### Work order
Each entry below has to be written out again without any change.

### Dataset entries
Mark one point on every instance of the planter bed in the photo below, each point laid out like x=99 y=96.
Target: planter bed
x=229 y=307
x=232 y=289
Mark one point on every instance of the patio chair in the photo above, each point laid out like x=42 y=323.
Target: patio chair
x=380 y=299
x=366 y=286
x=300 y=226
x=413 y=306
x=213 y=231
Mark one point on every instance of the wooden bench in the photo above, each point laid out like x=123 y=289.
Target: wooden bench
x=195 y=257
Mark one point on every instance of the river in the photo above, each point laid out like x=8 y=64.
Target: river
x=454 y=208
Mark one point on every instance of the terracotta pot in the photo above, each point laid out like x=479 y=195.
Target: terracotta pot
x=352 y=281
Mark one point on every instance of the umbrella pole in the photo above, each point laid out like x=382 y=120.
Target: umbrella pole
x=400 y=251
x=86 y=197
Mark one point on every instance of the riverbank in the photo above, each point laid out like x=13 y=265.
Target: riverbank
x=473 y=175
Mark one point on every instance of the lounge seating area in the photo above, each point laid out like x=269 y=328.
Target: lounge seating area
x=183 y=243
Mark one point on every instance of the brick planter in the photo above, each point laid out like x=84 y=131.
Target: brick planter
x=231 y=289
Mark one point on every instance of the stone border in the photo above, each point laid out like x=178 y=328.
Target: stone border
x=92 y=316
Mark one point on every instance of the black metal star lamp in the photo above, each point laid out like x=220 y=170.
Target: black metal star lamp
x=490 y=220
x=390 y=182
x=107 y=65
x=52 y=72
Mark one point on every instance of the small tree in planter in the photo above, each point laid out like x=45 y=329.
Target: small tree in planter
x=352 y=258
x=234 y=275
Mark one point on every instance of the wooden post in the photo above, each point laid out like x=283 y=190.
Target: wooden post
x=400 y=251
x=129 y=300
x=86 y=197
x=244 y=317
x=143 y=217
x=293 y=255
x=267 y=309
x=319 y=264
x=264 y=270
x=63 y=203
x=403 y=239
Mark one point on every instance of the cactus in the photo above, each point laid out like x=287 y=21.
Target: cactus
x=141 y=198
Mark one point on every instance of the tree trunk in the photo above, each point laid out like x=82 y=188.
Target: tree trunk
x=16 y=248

### Answer to this problem
Mark one point on every instance of the planter bed in the photo below, each point laid out like x=99 y=96.
Target: planter bed
x=229 y=307
x=232 y=289
Mark one point on every instance of the patio chair in the photo above, each point laid out like x=42 y=323.
Target: patio chair
x=380 y=299
x=366 y=286
x=300 y=226
x=413 y=306
x=213 y=231
Mark one point on every instance of the wooden bench in the photo above, each point laid out like x=123 y=289.
Target: wooden bench
x=195 y=257
Mark one point on every instance of the river in the photo above, each point laid out like x=8 y=64.
Target: river
x=454 y=208
Mark one point on every instance of the terracotta pot in the photo above, each point laid out like x=479 y=195.
Target: terracotta pot
x=352 y=281
Mark one point on every instance of the umbrella pole in the photo above, each point laid out like x=382 y=120.
Target: umbrella pole
x=400 y=251
x=86 y=197
Mark one point on every instance of the riverbank in the photo above, each point laid out like x=13 y=265.
Target: riverbank
x=473 y=175
Mark one point on every instance of the lounge seating area in the photo above, each point laid out like x=269 y=328.
Target: lounge seating area
x=183 y=243
Mark one point on every instance of the brick planter in the photo above, each point laid out like x=84 y=131.
Target: brick planter
x=231 y=289
Mark one point on every instance of the stone border in the photo above, each point laid out like x=178 y=328.
Target: stone border
x=92 y=316
Mark one point on every instance of the black metal star lamp in the photo above, each point laid out like x=220 y=170.
Target: black metal star lamp
x=490 y=220
x=390 y=182
x=107 y=65
x=52 y=72
Mark one point on every instance of the small tree in planter in the photo above, each point laid out like x=45 y=329.
Target: small tree in planter
x=352 y=258
x=234 y=275
Mark one point on every instance of the wooden post in the photo above, each point laid out like x=283 y=190.
Target: wooden post
x=400 y=251
x=129 y=300
x=86 y=197
x=244 y=317
x=143 y=217
x=293 y=255
x=267 y=309
x=319 y=264
x=264 y=270
x=63 y=203
x=403 y=239
Mark one point on every instance of the cactus in the photo above, each point laid out like x=287 y=21.
Target: cactus
x=141 y=198
Mark one point on every instance of the tree trunk in the photo above, each point laid out like x=82 y=188.
Target: tree trunk
x=16 y=248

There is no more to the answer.